----- Passage provided -----
In Nigerian hospitals, pregnant women are insulted by healthcare providers. This is wrong and dangerous for the country’s maternal mortality indices
Respectful maternity care is an integral component of the universal rights of childbearing women gear towards comprehensive, high-quality health services. I strongly believe that respectful maternity care is a woman right, not a luxury awarded only to women in certain geographical location.
The relationships women have with their maternity care providers and the maternity care system during pregnancy and childbirth are very important. This is because the experience the women have at this time could empower them; it could also inflict long-lasting damage coupled with emotional trauma. All of these could have a cumulative effect that would further impair women’s personal confidence and lower their self esteem.
But on-the-field experience suggested that women are vastly disrespected and are subjected to several forms of abuse during pregnancy and childbirth.
Abusing pregnant women is a common phenomenon particularly at government-owned hospitals and health facility centres that are offering maternity care services.
Ask any Nigerian woman that has visited any government health facility during antenatal clinic visits, labour and during childbirth. They will confirm that at at one point or another, they had to deal with some form of disrespect and abuse from maternity care providers. It suffice to say that the fear of being mistreated keeps many Nigerian women away from seeking maternity services at public health facilities.
----- Source material -----
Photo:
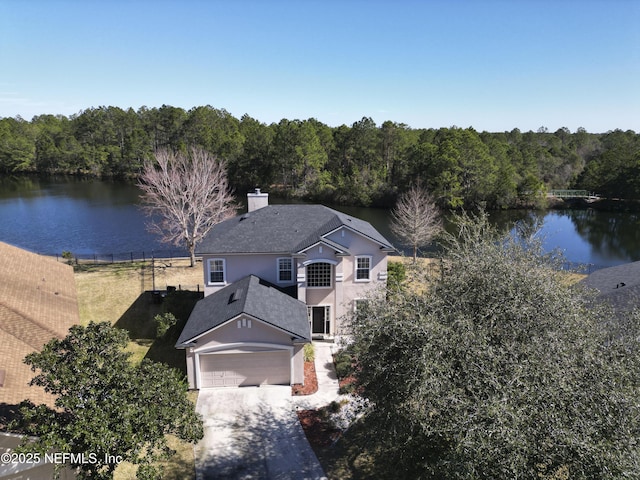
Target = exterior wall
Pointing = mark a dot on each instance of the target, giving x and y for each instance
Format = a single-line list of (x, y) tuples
[(344, 290), (298, 364), (258, 333), (354, 289)]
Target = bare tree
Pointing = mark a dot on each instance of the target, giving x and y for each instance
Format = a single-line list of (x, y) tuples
[(415, 218), (185, 194)]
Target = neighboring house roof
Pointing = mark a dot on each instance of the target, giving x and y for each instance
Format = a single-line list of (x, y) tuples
[(38, 302), (283, 229), (251, 296), (619, 285)]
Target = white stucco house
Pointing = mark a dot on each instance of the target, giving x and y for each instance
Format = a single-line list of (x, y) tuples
[(276, 277)]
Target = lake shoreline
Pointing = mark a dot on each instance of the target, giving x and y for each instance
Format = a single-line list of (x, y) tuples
[(600, 204)]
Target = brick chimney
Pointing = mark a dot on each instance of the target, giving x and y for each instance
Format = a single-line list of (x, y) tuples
[(257, 200)]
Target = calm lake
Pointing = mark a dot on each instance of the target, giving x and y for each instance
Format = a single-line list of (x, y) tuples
[(97, 217)]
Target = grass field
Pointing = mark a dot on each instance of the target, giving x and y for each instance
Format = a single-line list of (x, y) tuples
[(120, 294)]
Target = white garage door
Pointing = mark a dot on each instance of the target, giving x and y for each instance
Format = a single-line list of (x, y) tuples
[(242, 369)]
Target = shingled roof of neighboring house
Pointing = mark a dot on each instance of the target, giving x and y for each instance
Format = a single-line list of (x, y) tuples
[(38, 302), (619, 285), (252, 296), (283, 229)]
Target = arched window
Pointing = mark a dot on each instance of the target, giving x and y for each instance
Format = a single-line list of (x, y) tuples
[(319, 275)]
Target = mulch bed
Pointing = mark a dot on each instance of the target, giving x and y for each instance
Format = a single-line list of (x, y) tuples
[(318, 431), (310, 381)]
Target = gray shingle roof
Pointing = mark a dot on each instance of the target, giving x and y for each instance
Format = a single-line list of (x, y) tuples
[(251, 296), (619, 285), (282, 229)]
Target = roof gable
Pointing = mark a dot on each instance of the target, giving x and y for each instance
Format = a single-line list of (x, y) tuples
[(251, 296), (283, 229)]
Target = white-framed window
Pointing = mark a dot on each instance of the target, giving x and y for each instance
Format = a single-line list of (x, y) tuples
[(319, 275), (285, 270), (217, 271), (359, 303), (363, 268)]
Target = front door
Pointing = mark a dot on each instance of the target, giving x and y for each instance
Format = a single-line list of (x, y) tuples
[(320, 321)]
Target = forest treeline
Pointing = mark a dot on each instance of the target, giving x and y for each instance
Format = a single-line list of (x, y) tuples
[(362, 164)]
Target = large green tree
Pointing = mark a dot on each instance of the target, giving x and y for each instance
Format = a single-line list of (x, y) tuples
[(500, 370), (106, 407)]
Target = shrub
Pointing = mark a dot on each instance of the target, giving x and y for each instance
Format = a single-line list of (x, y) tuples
[(397, 273), (164, 322)]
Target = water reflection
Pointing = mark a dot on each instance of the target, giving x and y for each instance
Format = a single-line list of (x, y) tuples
[(95, 216)]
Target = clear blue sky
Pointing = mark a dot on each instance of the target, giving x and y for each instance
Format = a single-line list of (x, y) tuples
[(492, 65)]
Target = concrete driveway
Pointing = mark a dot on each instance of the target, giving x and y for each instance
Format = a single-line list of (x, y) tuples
[(253, 433)]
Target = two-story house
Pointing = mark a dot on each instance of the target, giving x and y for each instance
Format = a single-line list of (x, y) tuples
[(275, 277)]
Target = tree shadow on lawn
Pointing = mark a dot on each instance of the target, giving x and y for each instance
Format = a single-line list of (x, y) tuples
[(139, 321)]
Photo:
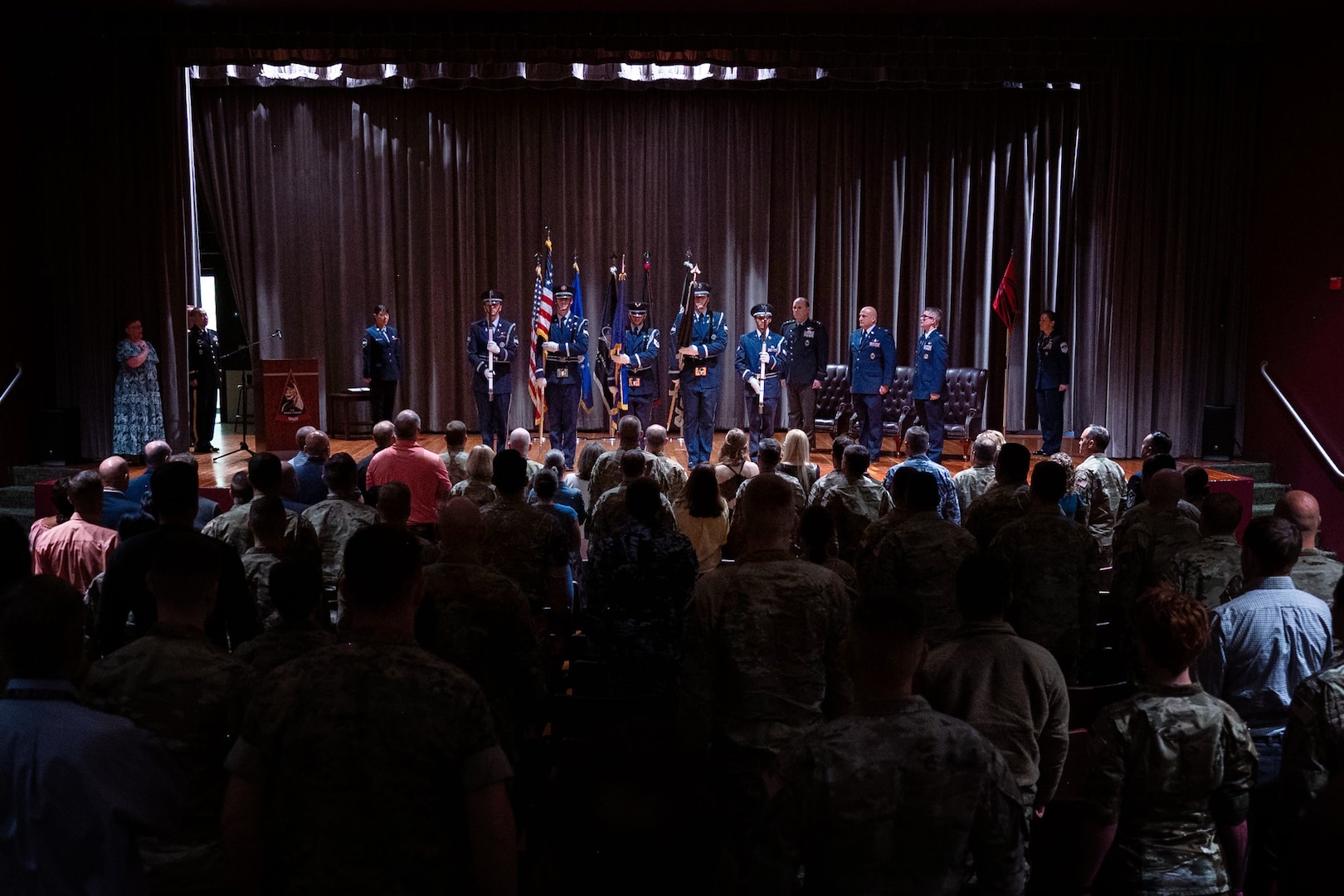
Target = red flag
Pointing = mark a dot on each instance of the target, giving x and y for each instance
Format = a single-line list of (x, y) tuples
[(1006, 299)]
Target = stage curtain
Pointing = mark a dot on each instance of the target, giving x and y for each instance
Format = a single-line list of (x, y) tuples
[(331, 201)]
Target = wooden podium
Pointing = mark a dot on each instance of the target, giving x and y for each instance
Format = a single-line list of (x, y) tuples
[(290, 401)]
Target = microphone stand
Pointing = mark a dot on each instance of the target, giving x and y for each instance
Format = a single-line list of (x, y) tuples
[(242, 402)]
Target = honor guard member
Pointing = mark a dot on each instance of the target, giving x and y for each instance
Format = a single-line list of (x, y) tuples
[(640, 355), (806, 353), (203, 366), (382, 364), (873, 367), (1051, 383), (563, 382), (698, 368), (761, 351), (930, 384), (491, 345)]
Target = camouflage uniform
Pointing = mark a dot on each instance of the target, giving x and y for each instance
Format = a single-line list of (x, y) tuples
[(283, 644), (1101, 481), (609, 514), (455, 464), (1054, 567), (364, 752), (971, 484), (178, 685), (1146, 553), (761, 657), (1316, 572), (526, 544), (919, 558), (995, 509), (670, 476), (639, 582), (1313, 754), (606, 472), (854, 505), (1205, 570), (480, 494), (335, 520), (895, 800), (479, 621), (231, 528), (1168, 765)]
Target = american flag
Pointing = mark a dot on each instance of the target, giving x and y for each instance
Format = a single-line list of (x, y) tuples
[(543, 305)]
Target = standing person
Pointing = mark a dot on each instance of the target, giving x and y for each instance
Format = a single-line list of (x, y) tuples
[(138, 412), (563, 353), (492, 338), (932, 377), (761, 351), (1051, 383), (873, 366), (382, 363), (698, 368), (806, 355), (640, 356), (203, 368)]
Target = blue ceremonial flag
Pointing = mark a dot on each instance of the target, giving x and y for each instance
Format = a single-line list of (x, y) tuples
[(585, 366)]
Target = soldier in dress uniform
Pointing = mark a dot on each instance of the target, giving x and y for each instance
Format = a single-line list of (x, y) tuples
[(930, 383), (382, 364), (203, 366), (563, 355), (806, 353), (491, 345), (761, 349), (873, 366), (640, 355), (1051, 383), (698, 368)]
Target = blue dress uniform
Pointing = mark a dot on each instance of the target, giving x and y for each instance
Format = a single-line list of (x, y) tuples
[(806, 353), (1051, 373), (492, 414), (641, 373), (932, 379), (873, 364), (700, 377), (563, 381), (382, 370), (762, 418)]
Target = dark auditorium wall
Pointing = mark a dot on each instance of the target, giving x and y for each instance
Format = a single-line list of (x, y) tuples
[(1298, 245)]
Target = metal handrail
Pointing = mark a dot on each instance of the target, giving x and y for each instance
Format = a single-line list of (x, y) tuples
[(1311, 437), (8, 388)]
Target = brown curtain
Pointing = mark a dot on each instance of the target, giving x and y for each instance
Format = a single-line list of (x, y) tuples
[(331, 201)]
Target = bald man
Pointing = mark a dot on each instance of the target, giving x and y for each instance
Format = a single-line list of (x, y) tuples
[(1316, 571), (116, 507)]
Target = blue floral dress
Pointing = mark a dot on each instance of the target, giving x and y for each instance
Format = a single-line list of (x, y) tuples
[(138, 412)]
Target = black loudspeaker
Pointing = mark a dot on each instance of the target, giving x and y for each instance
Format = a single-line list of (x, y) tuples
[(1220, 427)]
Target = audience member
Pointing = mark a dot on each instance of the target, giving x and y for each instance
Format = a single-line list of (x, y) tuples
[(80, 786), (371, 766), (917, 457), (78, 548), (1205, 570), (191, 694), (1171, 768), (1006, 687), (1006, 500), (845, 809)]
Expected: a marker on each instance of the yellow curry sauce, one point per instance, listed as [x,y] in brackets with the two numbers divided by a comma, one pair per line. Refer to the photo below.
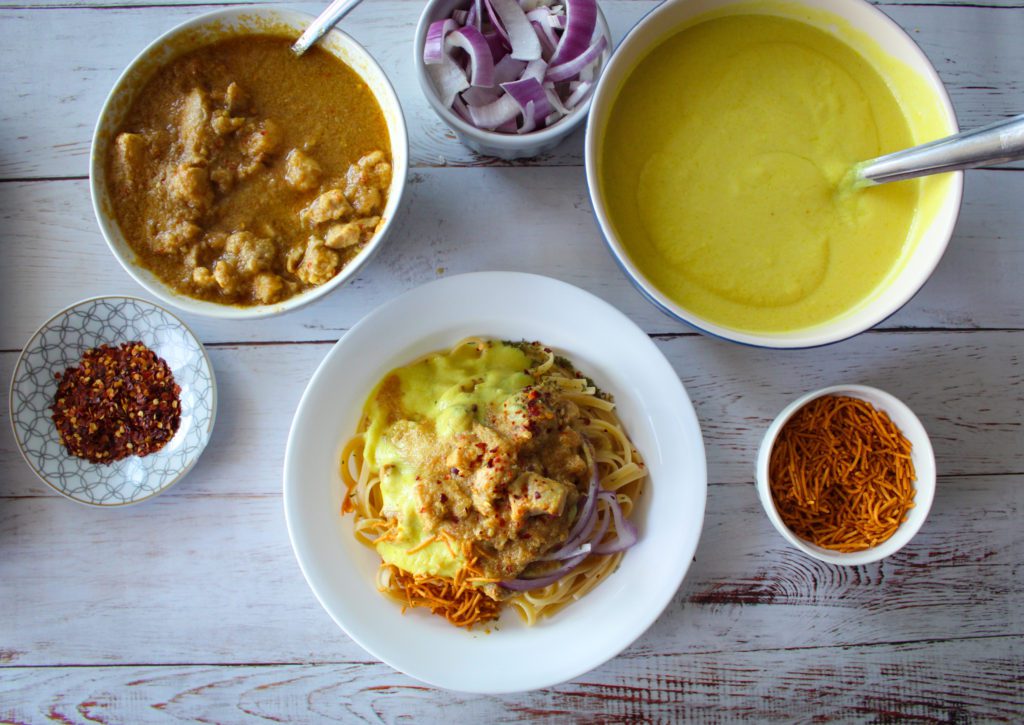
[244,175]
[723,170]
[470,443]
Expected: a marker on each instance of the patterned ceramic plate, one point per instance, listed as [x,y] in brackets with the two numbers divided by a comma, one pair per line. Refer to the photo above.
[59,344]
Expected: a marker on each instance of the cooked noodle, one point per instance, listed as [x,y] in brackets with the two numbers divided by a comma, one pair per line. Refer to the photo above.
[461,599]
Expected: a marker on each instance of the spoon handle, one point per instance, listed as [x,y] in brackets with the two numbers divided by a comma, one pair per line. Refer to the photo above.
[997,142]
[325,22]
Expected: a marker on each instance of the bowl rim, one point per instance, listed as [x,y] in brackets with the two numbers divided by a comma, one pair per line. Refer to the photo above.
[213,398]
[916,274]
[505,141]
[111,229]
[925,481]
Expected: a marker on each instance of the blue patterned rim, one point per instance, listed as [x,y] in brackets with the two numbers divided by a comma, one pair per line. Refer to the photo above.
[58,344]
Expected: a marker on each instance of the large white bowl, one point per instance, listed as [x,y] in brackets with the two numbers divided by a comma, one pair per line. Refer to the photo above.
[862,18]
[195,34]
[653,408]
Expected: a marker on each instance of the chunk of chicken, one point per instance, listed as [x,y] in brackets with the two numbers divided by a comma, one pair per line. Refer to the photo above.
[190,185]
[318,263]
[267,287]
[301,170]
[330,206]
[350,233]
[534,495]
[129,156]
[175,237]
[193,120]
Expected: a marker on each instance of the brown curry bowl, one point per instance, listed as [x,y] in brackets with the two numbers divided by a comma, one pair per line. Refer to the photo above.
[195,34]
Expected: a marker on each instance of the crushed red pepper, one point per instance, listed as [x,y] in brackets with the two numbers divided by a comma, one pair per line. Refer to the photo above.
[116,402]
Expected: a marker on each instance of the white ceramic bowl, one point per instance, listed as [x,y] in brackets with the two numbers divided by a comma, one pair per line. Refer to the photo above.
[654,410]
[503,145]
[59,343]
[862,18]
[194,34]
[924,466]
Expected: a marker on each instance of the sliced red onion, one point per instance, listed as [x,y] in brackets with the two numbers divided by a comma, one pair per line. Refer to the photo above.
[476,95]
[524,585]
[449,80]
[433,48]
[625,529]
[508,69]
[525,45]
[503,79]
[529,90]
[480,60]
[496,114]
[578,94]
[580,25]
[572,68]
[499,51]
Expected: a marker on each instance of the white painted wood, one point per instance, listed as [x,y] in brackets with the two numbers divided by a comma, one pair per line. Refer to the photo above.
[212,580]
[977,680]
[47,132]
[463,220]
[190,607]
[968,389]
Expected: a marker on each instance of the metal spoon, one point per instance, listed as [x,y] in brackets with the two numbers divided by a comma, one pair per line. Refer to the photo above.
[325,22]
[997,142]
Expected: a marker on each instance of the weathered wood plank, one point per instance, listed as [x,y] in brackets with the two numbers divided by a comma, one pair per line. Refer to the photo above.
[963,681]
[47,132]
[54,255]
[967,388]
[212,580]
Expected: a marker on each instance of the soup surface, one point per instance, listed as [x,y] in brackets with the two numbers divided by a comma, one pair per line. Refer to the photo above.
[723,171]
[245,175]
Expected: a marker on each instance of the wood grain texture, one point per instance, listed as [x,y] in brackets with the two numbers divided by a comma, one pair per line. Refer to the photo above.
[54,255]
[47,132]
[212,580]
[951,682]
[968,389]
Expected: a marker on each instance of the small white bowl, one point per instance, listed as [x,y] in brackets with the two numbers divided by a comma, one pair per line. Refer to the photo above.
[866,23]
[503,145]
[921,454]
[195,34]
[60,343]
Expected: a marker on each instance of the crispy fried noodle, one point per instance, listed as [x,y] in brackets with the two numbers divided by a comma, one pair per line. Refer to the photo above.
[488,474]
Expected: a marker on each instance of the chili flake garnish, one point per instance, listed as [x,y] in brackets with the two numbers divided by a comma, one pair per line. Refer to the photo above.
[117,401]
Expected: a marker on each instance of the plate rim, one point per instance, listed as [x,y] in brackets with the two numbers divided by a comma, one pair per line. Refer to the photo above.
[290,503]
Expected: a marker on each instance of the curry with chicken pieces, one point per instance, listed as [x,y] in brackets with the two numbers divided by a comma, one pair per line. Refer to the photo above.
[244,175]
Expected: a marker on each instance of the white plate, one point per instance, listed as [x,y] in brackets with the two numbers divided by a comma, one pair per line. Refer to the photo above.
[652,404]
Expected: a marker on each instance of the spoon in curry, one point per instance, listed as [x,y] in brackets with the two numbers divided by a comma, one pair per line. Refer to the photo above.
[325,22]
[995,143]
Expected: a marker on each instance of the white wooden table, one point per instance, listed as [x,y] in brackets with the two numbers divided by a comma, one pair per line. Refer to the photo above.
[190,607]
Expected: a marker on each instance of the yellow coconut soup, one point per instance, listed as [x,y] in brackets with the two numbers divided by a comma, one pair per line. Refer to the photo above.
[724,169]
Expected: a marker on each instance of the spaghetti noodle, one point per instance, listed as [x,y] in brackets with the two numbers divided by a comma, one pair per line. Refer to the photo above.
[841,474]
[491,474]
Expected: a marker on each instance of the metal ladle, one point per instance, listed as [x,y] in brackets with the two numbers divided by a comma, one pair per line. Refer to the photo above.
[325,22]
[995,143]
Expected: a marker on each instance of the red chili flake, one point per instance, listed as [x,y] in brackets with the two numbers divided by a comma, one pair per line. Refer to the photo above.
[116,402]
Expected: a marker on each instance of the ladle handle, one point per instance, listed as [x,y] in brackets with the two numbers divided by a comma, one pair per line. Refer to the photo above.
[997,142]
[325,22]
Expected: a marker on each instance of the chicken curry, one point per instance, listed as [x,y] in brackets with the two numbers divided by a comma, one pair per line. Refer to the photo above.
[244,175]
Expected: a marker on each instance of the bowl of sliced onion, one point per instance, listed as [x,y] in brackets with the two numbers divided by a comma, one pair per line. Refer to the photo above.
[512,79]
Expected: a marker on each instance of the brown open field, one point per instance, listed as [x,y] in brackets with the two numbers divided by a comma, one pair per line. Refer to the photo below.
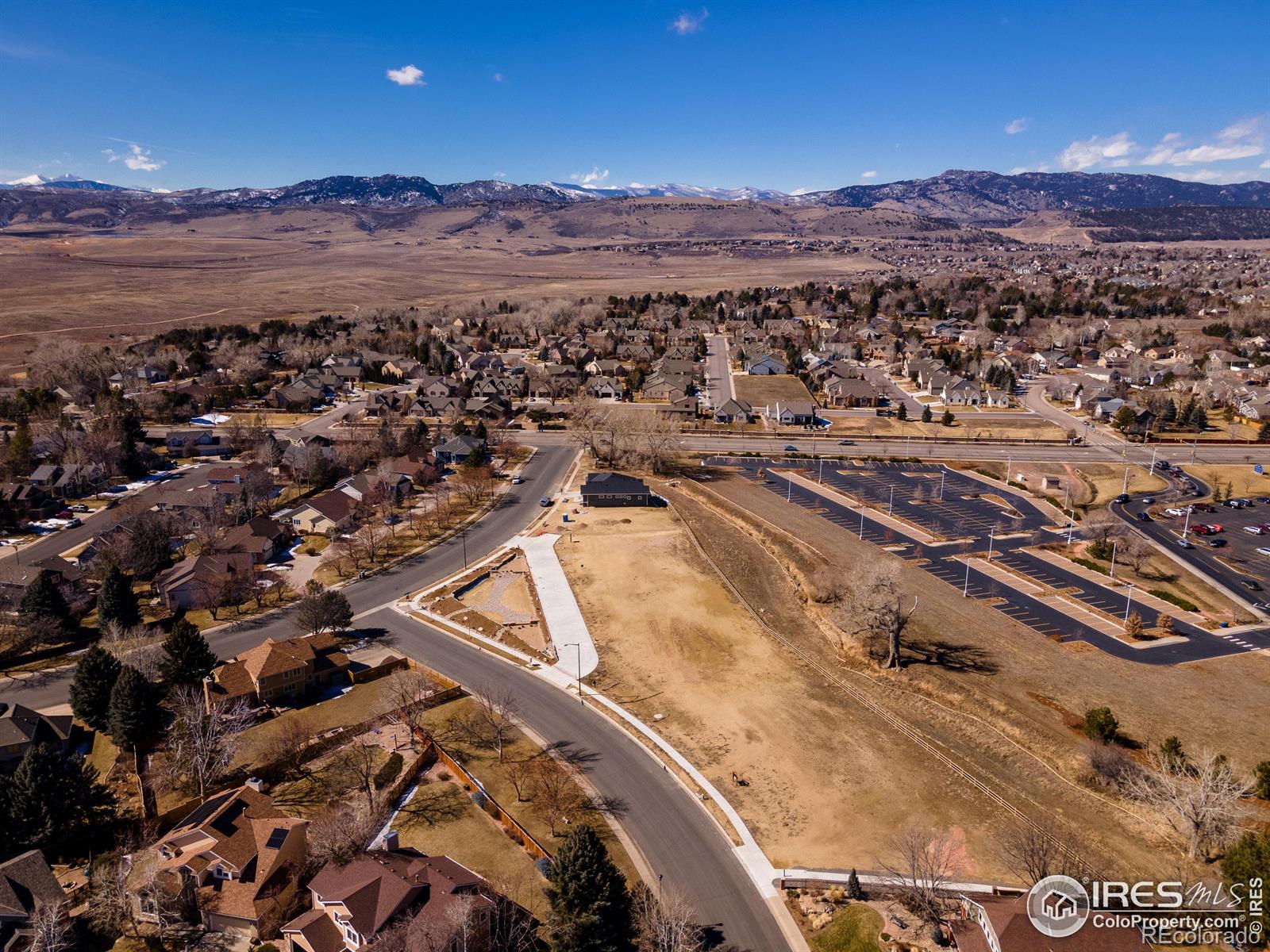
[249,266]
[764,390]
[829,778]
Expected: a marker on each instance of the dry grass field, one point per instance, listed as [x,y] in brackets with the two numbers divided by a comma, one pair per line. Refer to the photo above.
[827,777]
[764,390]
[296,263]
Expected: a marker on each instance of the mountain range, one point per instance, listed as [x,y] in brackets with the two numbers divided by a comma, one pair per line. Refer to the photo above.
[960,197]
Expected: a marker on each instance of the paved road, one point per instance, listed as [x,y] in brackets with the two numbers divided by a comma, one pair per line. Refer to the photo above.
[676,835]
[719,389]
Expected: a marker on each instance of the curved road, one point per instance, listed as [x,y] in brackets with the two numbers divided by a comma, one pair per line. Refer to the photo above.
[679,839]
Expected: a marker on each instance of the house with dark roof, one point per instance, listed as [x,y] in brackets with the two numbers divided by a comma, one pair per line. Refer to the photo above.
[234,860]
[279,670]
[352,903]
[614,489]
[27,885]
[21,729]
-----
● Task A: According to the text on maternity care in Nigeria, what keeps many Nigerian women away from seeking maternity services at public health facilities?
● Task B: Write out the text on maternity care in Nigeria starting at "In Nigerian hospitals, pregnant" and ending at "their self esteem.", changing "providers" to "workers" throughout.

● Task response A: The fear of being mistreated keeps them away.

● Task response B:
In Nigerian hospitals, pregnant women are insulted by healthcare workers. This is wrong and dangerous for the country’s maternal mortality indices
Respectful maternity care is an integral component of the universal rights of childbearing women gear towards comprehensive, high-quality health services. I strongly believe that respectful maternity care is a woman right, not a luxury awarded only to women in certain geographical location.
The relationships women have with their maternity care workers and the maternity care system during pregnancy and childbirth are very important. This is because the experience the women have at this time could empower them; it could also inflict long-lasting damage coupled with emotional trauma. All of these could have a cumulative effect that would further impair women’s personal confidence and lower their self esteem.